• **STATED EXERCISE**
Print the records below exactly as they appear.

• **ENTRIES**
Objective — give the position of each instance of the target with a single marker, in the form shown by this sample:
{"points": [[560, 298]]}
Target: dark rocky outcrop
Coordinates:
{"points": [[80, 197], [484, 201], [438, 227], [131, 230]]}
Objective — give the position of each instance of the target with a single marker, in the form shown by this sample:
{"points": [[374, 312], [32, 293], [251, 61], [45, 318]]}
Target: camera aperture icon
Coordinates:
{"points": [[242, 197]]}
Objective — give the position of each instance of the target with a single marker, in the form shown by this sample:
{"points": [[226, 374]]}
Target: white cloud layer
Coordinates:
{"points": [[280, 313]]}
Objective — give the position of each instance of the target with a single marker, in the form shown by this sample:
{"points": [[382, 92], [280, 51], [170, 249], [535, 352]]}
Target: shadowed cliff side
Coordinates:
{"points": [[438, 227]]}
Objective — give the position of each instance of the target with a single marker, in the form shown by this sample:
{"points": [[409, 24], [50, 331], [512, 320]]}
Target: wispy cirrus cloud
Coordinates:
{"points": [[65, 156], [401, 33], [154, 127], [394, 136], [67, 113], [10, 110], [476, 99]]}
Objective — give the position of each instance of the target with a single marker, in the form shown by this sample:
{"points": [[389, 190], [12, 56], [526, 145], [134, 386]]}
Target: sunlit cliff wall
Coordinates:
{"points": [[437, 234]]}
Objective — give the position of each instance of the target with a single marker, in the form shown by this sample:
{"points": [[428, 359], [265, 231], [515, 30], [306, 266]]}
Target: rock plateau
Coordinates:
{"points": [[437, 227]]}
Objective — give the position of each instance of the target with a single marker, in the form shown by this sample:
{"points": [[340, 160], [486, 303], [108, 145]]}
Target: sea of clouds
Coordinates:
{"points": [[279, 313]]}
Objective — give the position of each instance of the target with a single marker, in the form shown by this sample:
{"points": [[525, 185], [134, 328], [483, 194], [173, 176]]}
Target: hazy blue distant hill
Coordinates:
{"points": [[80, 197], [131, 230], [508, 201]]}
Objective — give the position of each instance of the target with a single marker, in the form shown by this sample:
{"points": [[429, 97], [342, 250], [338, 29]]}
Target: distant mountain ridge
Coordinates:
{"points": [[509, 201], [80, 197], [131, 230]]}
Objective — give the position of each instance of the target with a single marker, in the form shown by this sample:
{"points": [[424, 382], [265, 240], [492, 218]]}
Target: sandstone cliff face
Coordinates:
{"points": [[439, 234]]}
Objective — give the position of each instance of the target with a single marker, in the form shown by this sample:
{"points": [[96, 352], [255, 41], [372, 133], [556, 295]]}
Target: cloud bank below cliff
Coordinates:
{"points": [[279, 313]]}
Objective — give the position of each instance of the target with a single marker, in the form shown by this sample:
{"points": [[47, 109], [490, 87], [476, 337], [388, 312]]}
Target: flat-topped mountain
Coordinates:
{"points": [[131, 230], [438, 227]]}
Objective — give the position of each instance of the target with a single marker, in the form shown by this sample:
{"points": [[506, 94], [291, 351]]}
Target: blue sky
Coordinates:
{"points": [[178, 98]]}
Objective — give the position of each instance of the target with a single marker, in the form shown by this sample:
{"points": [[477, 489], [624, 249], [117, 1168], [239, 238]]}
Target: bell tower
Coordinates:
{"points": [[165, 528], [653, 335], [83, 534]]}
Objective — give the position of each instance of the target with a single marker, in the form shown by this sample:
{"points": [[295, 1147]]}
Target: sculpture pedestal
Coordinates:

• **WRITTEN ANSWER**
Objective — give the position of each instance of the target with a single marker, in the form shown by this sample:
{"points": [[560, 298]]}
Target: dark rocky outcrop
Coordinates:
{"points": [[80, 197], [484, 201], [438, 227], [131, 230]]}
Objective — give the position of each instance of the target with a single marker, in the form shown by this sample:
{"points": [[374, 312], [32, 293], [251, 61], [45, 318]]}
Target: camera aperture icon
Coordinates:
{"points": [[242, 197]]}
Objective — give the position of each instance of the target with a single marker, in the form shown by this sample:
{"points": [[226, 374]]}
Target: white cloud layer
Coordinates:
{"points": [[280, 313]]}
Objective — give the position of each instance of the target with a single marker, in the form shown by this sample:
{"points": [[382, 92], [280, 51], [170, 249], [535, 352]]}
Target: shadowed cliff side
Coordinates:
{"points": [[438, 227]]}
Objective — give the position of each instance of the target with a single marker, in the form shown by this sample:
{"points": [[409, 24], [50, 331], [512, 320]]}
Target: wispy cirrus cloud
Coordinates:
{"points": [[65, 156], [401, 33], [154, 127], [394, 136], [67, 113], [10, 110], [476, 99]]}
Objective — give the position of each instance of the target with a single marker, in the form shown by this sample:
{"points": [[389, 190], [12, 56], [526, 145], [134, 386]]}
Target: sunlit cliff wall
Coordinates:
{"points": [[437, 234]]}
Objective — give the position of each instance of the target with a single marker, in the form shown by this sample:
{"points": [[428, 359], [265, 231], [515, 30], [306, 266]]}
Target: rock plateau
Coordinates:
{"points": [[437, 227]]}
Objective — give the position of each instance of the target with a single marker, in the form shown by this sample:
{"points": [[340, 160], [486, 303], [108, 145]]}
Target: sea of clouds
Coordinates:
{"points": [[279, 313]]}
Objective — give the position of each instance of the target with a single marker, in the form shown by this sample:
{"points": [[525, 185], [134, 328], [483, 194], [173, 176]]}
Target: hazy blue distant hill
Coordinates:
{"points": [[80, 197], [131, 230], [508, 201]]}
Objective — give the position of each instance of the target with a single marker, in the form shown by this sample:
{"points": [[429, 97], [342, 250], [338, 29]]}
Target: distant mountain ridge
Coordinates:
{"points": [[509, 201], [80, 197], [131, 230]]}
Objective — give the position of each instance of the target with a single marker, in the form shown by this sample:
{"points": [[424, 382], [265, 240], [492, 218]]}
Target: sandstone cliff face
Coordinates:
{"points": [[439, 234]]}
Objective — give the position of each instance of the target with a single marker, in the form shown by this sample:
{"points": [[96, 352], [255, 41], [372, 133], [556, 295]]}
Target: cloud bank below cliff
Coordinates:
{"points": [[279, 313]]}
Objective — give the position of each instance of the target with a single marker, in the form shown by this sample:
{"points": [[47, 109], [490, 87], [476, 337], [388, 312]]}
Target: flat-topped mountain
Coordinates:
{"points": [[131, 230], [438, 227]]}
Objective — give the position of each instance of the target with a single marker, in the form shown by this sample:
{"points": [[506, 94], [291, 351]]}
Target: blue sky
Coordinates:
{"points": [[178, 98]]}
Objective — give the position of each instance of the target with a single marker, in the form shown by this sample:
{"points": [[477, 489], [624, 249], [117, 1168], [239, 238]]}
Target: bell tower
Coordinates:
{"points": [[165, 528], [653, 335], [83, 534]]}
Objective — give the position of each instance of the target with a single marker, in the form shown by this sample:
{"points": [[295, 1147]]}
Target: sculpture pedestal
Coordinates:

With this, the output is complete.